• EXERCISE INSTRUCTIONS
An acceptable answer repeats exactly the line with "Target: drooping frond" and each line after it through the end of the entries, and includes nothing else.

*** Begin section ***

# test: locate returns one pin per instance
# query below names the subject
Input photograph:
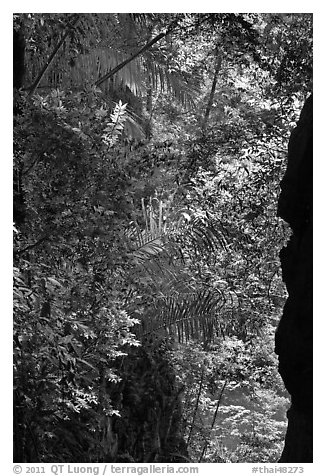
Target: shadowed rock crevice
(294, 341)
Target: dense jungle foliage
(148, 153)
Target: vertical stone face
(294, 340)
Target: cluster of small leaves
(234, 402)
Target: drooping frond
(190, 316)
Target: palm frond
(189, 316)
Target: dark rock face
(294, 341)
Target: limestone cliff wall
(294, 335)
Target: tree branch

*** End section ***

• TASK RESULT
Target: drooping frond
(190, 316)
Target: palm frond
(189, 316)
Target: dark rock face
(294, 341)
Target: limestone cliff wall
(294, 335)
Target: tree branch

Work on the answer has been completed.